--- Short problem ---
All of the records below need to be copied exactly.

--- Supplied material ---
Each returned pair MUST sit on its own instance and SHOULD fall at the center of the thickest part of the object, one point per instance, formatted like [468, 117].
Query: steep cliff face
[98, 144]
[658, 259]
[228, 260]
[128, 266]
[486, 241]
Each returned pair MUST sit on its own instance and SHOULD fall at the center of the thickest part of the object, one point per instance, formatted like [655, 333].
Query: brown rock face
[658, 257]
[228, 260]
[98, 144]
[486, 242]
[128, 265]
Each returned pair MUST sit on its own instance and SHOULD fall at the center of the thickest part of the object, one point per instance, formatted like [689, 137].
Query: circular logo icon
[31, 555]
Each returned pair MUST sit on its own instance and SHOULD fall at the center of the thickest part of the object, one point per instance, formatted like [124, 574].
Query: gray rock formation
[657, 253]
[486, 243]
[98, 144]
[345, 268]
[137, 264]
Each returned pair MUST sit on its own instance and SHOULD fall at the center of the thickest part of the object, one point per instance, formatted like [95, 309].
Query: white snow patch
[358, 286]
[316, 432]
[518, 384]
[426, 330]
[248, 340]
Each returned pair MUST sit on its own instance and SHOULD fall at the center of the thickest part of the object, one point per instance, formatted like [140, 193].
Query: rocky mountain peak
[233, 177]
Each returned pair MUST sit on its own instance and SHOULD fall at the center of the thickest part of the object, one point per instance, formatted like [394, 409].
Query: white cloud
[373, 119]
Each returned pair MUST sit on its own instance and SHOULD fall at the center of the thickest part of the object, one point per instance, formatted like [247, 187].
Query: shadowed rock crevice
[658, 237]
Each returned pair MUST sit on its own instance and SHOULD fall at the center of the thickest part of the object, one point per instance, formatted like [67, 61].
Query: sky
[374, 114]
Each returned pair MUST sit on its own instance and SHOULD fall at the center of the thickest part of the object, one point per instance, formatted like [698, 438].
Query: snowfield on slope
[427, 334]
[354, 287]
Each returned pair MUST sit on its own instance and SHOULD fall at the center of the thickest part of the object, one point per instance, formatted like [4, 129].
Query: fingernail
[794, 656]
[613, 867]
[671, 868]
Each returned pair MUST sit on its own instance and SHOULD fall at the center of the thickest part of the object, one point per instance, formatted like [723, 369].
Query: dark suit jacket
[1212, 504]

--- Output ---
Each returned pair MUST sit on its own instance and SHOULD fall at the center of the thickest part of the object, one point per instance, formatted like [468, 117].
Query: steep cliff face
[98, 144]
[658, 259]
[228, 260]
[128, 266]
[486, 241]
Each returned pair MUST sit on its own instance and SHOULD fall at the center of the thickest part of the object, one point per instance, formatted like [655, 333].
Query: brown rock face
[658, 257]
[228, 260]
[98, 144]
[486, 242]
[128, 265]
Each returned pair MUST sit on its own instance and SHOULD fall at the center of the thickest part of the object, one point per instance, formatted like [689, 137].
Query: circular logo icon
[31, 555]
Each returned pair MUST sit on its own instance and SHOULD fall at the center of the thickest part of the object, one point per instance, formatted like [124, 574].
Query: gray rock formation
[657, 253]
[486, 243]
[98, 144]
[345, 268]
[137, 264]
Each returned pair MUST sit on its own instance and SHOULD fall at the center of the thickest part of the object, one point per instance, formatted like [95, 309].
Query: white snow patch
[358, 286]
[316, 432]
[518, 384]
[426, 330]
[248, 340]
Each returned pair MUST sit on its own instance and SHOULD fall at the center of the thickest part of the object, one point per instance, formatted like [140, 193].
Query: rocky mountain peak
[233, 177]
Each returned pair MUST sit on its own instance and SHOULD fall at the center of the thickest part of the object, one point per instance, formatted like [394, 409].
Query: white cloud
[373, 119]
Each returned pair MUST sit on its own instance and SHOULD fall at the center of the thickest part of the object, one point per instance, formatted like [247, 187].
Query: shadowed rock crevice
[658, 237]
Each returned pair MUST sit on its own instance and SHOULD fall at the center of the thickest part of the object, one point per instance, formatted like [67, 61].
Query: sky
[374, 114]
Each returned pair MUST sit on its own instance and SHOULD fall at the center of the thickest part of the object, one point per instance, formatted like [698, 438].
Query: snowfield on slope
[427, 334]
[354, 287]
Each returned pair MUST sit on its own instance and SHOULD fall at the center of the thickest part of the object, one point per instance, formatted like [4, 129].
Query: fingernail
[794, 656]
[613, 867]
[671, 868]
Each returned pair MUST sit on its own instance and SHOULD fall at the center of the thickest part of the object, one point per instance, formatted like [723, 369].
Query: dark suit jacket
[1212, 504]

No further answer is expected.